**Input records**

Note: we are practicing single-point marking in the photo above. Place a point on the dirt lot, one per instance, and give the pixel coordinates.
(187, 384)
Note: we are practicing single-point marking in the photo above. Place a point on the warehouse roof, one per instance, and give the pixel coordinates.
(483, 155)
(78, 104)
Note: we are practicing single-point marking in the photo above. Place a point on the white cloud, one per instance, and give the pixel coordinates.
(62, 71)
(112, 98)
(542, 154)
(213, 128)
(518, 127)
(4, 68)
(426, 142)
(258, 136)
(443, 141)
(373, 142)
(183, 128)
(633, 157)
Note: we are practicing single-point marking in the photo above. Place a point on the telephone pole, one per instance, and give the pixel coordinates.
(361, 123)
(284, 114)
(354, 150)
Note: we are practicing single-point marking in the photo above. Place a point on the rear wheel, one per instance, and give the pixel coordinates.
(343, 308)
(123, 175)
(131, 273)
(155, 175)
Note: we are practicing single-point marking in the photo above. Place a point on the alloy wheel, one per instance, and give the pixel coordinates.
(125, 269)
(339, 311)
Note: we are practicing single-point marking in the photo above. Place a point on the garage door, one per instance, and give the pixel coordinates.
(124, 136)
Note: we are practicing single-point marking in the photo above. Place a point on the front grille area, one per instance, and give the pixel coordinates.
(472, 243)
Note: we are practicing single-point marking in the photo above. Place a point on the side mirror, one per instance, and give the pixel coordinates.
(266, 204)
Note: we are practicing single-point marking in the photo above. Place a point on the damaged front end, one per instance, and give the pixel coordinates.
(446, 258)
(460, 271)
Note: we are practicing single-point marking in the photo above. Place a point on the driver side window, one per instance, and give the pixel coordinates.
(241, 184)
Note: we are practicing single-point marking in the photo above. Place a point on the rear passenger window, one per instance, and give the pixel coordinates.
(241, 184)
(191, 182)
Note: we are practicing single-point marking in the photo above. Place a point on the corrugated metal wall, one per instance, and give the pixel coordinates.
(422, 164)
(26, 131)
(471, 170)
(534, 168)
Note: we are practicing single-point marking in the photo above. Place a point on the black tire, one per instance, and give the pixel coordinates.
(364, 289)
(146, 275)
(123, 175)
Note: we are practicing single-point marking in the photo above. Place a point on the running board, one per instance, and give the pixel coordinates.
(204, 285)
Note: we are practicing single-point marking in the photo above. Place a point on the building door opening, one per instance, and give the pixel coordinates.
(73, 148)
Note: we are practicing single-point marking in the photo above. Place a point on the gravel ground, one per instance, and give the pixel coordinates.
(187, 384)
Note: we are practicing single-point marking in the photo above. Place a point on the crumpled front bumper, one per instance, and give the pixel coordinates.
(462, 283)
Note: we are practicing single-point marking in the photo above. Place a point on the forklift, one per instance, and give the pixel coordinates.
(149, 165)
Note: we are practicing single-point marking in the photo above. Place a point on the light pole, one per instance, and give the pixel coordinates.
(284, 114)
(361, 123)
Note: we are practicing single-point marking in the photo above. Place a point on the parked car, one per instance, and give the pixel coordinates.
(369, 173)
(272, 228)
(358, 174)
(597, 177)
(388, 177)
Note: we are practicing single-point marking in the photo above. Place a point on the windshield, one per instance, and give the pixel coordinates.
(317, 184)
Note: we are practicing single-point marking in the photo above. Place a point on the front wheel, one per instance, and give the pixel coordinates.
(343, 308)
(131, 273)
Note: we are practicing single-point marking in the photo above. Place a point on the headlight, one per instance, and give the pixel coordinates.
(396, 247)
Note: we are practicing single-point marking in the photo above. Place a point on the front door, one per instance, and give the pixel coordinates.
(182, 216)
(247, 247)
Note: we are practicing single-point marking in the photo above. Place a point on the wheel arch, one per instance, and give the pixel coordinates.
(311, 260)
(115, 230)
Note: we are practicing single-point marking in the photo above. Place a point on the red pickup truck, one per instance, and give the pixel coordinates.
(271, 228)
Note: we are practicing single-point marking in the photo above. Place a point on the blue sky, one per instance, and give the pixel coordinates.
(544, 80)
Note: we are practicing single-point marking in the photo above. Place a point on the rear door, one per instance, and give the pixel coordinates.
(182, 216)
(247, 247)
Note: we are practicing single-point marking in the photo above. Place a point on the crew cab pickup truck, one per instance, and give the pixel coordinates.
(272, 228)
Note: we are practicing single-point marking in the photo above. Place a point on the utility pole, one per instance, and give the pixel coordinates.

--

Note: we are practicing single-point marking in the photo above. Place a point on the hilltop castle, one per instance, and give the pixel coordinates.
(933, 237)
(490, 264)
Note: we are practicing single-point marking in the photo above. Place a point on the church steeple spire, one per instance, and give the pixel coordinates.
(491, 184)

**Task directions**
In the data above, find the line that contains "on the wheel" and the line that contains "on the utility". Repeat exactly those lines and every line between them, and only those.

**Solution to this problem**
Note: we are practicing single-point marking in the photo above. Place a point on the wheel arch, one per instance, and give the pixel coordinates.
(311, 260)
(115, 230)
Note: we are practicing single-point marking in the photo above. Place a point on the red pickup truck, one per instance, and give the pixel coordinates.
(271, 228)
Note: we are practicing single-point marking in the photo above. Place a point on the blue sky, one per instance, and give the pixel coordinates.
(544, 80)
Note: we are practicing single-point marking in the photo above. Place a point on the rear door, one per instance, and give the pixel coordinates.
(182, 216)
(247, 247)
Note: we are practicing single-point marking in the photo above. Place a point on the crew cab pickup truck, one per instance, and give the pixel coordinates.
(272, 228)
Note: we are practicing single-point marking in the photo above. Place a point on the utility pole, one per instance, and give the pixel coordinates.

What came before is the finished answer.